Problem:
Make an exact copy of all the data.
========================
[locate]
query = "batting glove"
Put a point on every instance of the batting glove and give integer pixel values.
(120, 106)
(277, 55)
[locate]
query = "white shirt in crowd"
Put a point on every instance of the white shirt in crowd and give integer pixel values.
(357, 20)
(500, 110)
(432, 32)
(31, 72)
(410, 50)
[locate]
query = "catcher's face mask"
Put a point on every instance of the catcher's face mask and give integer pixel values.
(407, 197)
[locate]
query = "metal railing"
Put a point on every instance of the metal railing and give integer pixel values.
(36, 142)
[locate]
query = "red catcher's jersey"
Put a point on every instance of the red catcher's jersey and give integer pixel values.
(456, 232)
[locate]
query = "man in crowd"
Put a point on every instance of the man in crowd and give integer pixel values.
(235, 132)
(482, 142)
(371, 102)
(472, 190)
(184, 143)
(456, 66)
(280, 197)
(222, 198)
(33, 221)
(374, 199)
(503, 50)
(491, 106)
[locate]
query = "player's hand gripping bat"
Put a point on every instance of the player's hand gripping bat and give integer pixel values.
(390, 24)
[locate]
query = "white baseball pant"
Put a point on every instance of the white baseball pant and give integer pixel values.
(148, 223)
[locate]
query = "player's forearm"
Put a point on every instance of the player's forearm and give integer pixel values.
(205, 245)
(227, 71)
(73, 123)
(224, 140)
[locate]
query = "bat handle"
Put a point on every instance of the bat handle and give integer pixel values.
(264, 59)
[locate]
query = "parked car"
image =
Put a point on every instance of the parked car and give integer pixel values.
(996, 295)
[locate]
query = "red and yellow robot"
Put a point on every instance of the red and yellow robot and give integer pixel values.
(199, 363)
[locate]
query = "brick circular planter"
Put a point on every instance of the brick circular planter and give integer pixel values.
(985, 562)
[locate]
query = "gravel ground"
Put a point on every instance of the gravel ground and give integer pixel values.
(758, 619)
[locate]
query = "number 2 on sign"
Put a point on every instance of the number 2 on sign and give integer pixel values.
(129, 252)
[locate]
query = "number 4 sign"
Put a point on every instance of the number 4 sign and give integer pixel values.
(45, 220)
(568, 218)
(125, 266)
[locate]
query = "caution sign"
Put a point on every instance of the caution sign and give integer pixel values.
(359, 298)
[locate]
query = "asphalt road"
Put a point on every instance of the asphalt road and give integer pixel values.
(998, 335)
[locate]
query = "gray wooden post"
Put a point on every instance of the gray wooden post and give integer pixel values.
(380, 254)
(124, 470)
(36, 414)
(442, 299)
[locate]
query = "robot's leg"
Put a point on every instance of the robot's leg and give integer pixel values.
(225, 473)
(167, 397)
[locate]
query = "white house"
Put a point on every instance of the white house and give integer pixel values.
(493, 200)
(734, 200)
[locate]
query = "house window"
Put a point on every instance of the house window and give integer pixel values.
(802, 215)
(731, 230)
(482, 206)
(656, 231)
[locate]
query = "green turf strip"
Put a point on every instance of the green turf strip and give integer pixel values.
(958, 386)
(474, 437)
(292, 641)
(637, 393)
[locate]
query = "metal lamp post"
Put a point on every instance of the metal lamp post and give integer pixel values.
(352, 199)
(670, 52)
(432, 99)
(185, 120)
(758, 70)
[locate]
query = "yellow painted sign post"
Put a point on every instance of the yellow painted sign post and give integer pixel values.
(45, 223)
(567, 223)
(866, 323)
========================
Result:
[locate]
query = "batting glove"
Put a point on every instance of the batting glove and give integer pixel values.
(120, 106)
(277, 55)
[locate]
query = "white shirt in crowd"
Put a point on every instance of the white shirt in crowd and give integer pixel values.
(357, 20)
(500, 110)
(432, 32)
(31, 72)
(410, 50)
[locate]
query = "catcher's face mask"
Put a point on every instance of the catcher's face mask and give integer pixel values.
(407, 197)
[locate]
query = "metal railing"
Put a point on every instance of the metal railing and give integer pixel values.
(36, 142)
[locate]
query = "red catcher's jersey"
Put a point on every instance of the red catcher's jersey and give integer pixel values.
(456, 232)
[locate]
query = "man in crowd"
Put a point on every instance of the man in crowd and give integer pixel values.
(235, 132)
(482, 142)
(371, 102)
(472, 190)
(184, 143)
(456, 66)
(280, 197)
(222, 198)
(33, 221)
(374, 199)
(503, 50)
(491, 106)
[locate]
query = "player's hand gripping bat"
Put a point on every instance of the player's hand gripping bat and give integer pixel values.
(390, 24)
[locate]
query = "white baseball pant"
Put a point on every instance of the white baseball pant and give integer pixel values.
(148, 223)
[locate]
query = "player's forearm"
Put a point on every instance of the player's forearm and give integer pixel values.
(205, 245)
(227, 71)
(73, 123)
(224, 140)
[locate]
query = "bat handle"
Put a point on every instance of the bat handle and give integer pixel values.
(264, 59)
[locate]
query = "parked car"
image =
Put a point on every instance of the parked car and give integer pixel values.
(996, 295)
[locate]
query = "red and yellow robot"
Put a point on every instance of the red and yellow robot and give integer pixel values.
(199, 363)
[locate]
query = "brick circular planter"
Put a point on every instance of the brick circular planter and give integer pixel values.
(985, 562)
[locate]
query = "gravel ground"
Put a point on every instance of the gravel ground and give integer pixel values.
(758, 619)
[locate]
query = "number 2 on sign"
Put a point on every instance of the number 2 on sign and give integer pixel values.
(129, 252)
[locate]
query = "number 4 sign"
Put a point on every instance of the number 4 sign and give integer pixel values.
(45, 220)
(568, 218)
(125, 266)
[locate]
query = "caution sign"
Put a point on every instance of the caution sign and give integer pixel values.
(359, 298)
[locate]
query = "asphalt road"
Put a point on every instance of the asphalt road and give integer pixel values.
(998, 335)
[locate]
query = "gray wooden post"
Put a point on every instance of the gray wooden post and give integer pixel values.
(380, 254)
(124, 470)
(36, 414)
(442, 299)
[locate]
query = "robot's leg"
Put a point on every instance of the robot's leg and give integer pixel values.
(225, 473)
(167, 397)
[locate]
query = "white house"
Put a point on every instance of the white house and give integer pixel values.
(493, 200)
(734, 200)
[locate]
query = "house window"
Put a point on every instance of the house window and give integer pixel values.
(802, 215)
(731, 230)
(482, 206)
(656, 231)
[locate]
query = "green turf strip"
Put a point on every instance of the green turf strip and give integer pixel values.
(958, 386)
(474, 437)
(292, 641)
(637, 393)
[locate]
query = "metal lamp post"
Put a point on every instance of the metal lamp post and give integer pixel values.
(352, 199)
(670, 52)
(432, 99)
(185, 120)
(758, 70)
[locate]
query = "yellow painted sign post"
Put a point on every instance of the yellow painted sign post and give integer pixel values.
(45, 223)
(567, 223)
(866, 323)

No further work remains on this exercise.